* [What you have to do]: Rewrite the stretch of items from the line containing "Would you kindly mark the arched" through the end of the items, keeping the requests, and raise every coordinate in the answers by 125 while leaving the coordinates inside the requests unchanged. Omit the pictures from your copy.

* [Provided records]:
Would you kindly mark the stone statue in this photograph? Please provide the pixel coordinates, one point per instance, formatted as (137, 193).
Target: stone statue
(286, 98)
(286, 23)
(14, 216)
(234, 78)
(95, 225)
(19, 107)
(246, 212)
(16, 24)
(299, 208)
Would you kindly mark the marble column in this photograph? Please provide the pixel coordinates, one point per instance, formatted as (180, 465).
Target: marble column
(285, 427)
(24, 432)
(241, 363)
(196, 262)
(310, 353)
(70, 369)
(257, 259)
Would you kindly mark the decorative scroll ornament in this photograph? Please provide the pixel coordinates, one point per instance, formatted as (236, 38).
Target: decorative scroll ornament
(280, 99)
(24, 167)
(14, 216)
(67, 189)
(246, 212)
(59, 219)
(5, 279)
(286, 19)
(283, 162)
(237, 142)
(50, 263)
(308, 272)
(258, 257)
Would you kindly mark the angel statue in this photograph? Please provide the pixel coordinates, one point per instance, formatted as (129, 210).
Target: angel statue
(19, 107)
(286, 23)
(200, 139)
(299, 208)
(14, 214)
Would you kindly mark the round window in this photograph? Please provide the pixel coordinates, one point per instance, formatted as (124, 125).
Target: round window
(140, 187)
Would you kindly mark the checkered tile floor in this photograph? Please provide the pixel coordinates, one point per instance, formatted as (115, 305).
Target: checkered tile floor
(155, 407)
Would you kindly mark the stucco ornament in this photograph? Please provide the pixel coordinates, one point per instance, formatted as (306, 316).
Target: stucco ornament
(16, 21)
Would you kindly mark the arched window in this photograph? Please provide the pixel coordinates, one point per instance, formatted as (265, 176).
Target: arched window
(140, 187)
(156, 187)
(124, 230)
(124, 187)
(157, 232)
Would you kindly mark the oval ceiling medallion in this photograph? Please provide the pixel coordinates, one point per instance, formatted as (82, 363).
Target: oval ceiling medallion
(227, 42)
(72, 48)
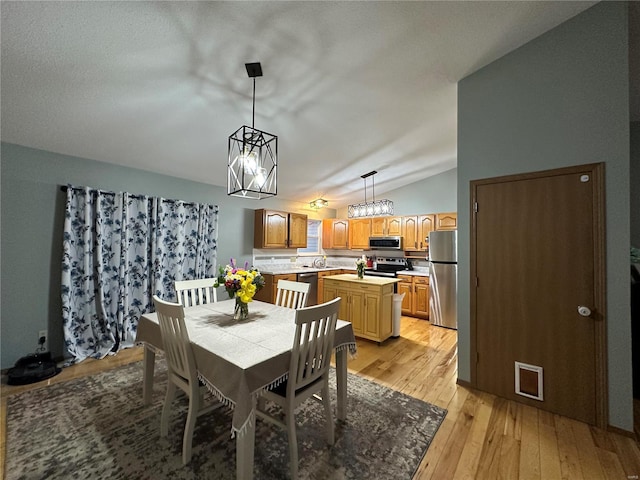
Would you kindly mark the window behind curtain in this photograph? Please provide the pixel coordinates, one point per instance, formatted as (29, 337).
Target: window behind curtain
(314, 238)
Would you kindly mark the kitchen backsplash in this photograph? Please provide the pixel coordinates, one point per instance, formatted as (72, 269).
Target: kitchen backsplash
(268, 260)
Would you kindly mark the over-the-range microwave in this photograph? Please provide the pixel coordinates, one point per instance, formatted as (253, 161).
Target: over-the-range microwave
(385, 243)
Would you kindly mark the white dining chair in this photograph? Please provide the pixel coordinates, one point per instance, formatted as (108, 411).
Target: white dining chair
(182, 373)
(195, 292)
(308, 373)
(292, 294)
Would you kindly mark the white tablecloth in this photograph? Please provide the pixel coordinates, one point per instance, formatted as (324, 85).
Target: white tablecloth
(236, 359)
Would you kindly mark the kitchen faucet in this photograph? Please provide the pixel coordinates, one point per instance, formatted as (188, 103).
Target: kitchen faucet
(320, 262)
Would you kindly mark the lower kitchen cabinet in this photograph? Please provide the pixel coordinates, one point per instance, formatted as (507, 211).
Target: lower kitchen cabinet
(367, 304)
(416, 299)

* [Solution to the problem]:
Would you kindly mark the arched window in this photograph? Please provide the pixel coordinates, one point per instance, formatted as (265, 176).
Target: arched window
(265, 312)
(281, 312)
(249, 355)
(249, 312)
(282, 357)
Would you kindly mark the oval ceiling medallion in this photograph? Please provide the pixel coordinates, one point per instance, formatted as (82, 363).
Target: oval ceiling medallion
(352, 167)
(197, 173)
Would you kindly mark the window behind curtain in this photograph? Please provide the pixel coordinates, one point per instance, formatted as (29, 337).
Target: window behind curtain
(439, 363)
Would you kindly mark the kitchen backsplash in this photograph? Please provide the pixel coordinates, one point per instance, formatted as (72, 269).
Target: kitchen backsplash
(393, 385)
Would you kindly mark the over-the-range microwave in this photograph? Please provide the pixel coordinates, one point per instance, formatted as (253, 161).
Target: over-the-range microwave
(510, 368)
Would you kindly mark the white dining chair in this photograph? Please provide the pixel coordinates, one point per instance, formatted as (108, 411).
Target: white dining chair
(307, 498)
(320, 417)
(433, 498)
(417, 419)
Would you kindly mark the white tablecloth in this photograph? Please provide the pixel coordinates, one point per instance, formatted as (324, 85).
Target: white tablecloth
(361, 484)
Would you kindly mark the kitchen faucet in this photograph? Please provide the pixel coordinates, one point per instance, formatted as (188, 103).
Target: kitchen faucet
(445, 387)
Would you kindly mark the lower kitchen cabinet in this photograph? Please provide the pixel coordinates, one point per instance, formatted as (507, 211).
Target: lower kitchen cabinet
(492, 429)
(541, 424)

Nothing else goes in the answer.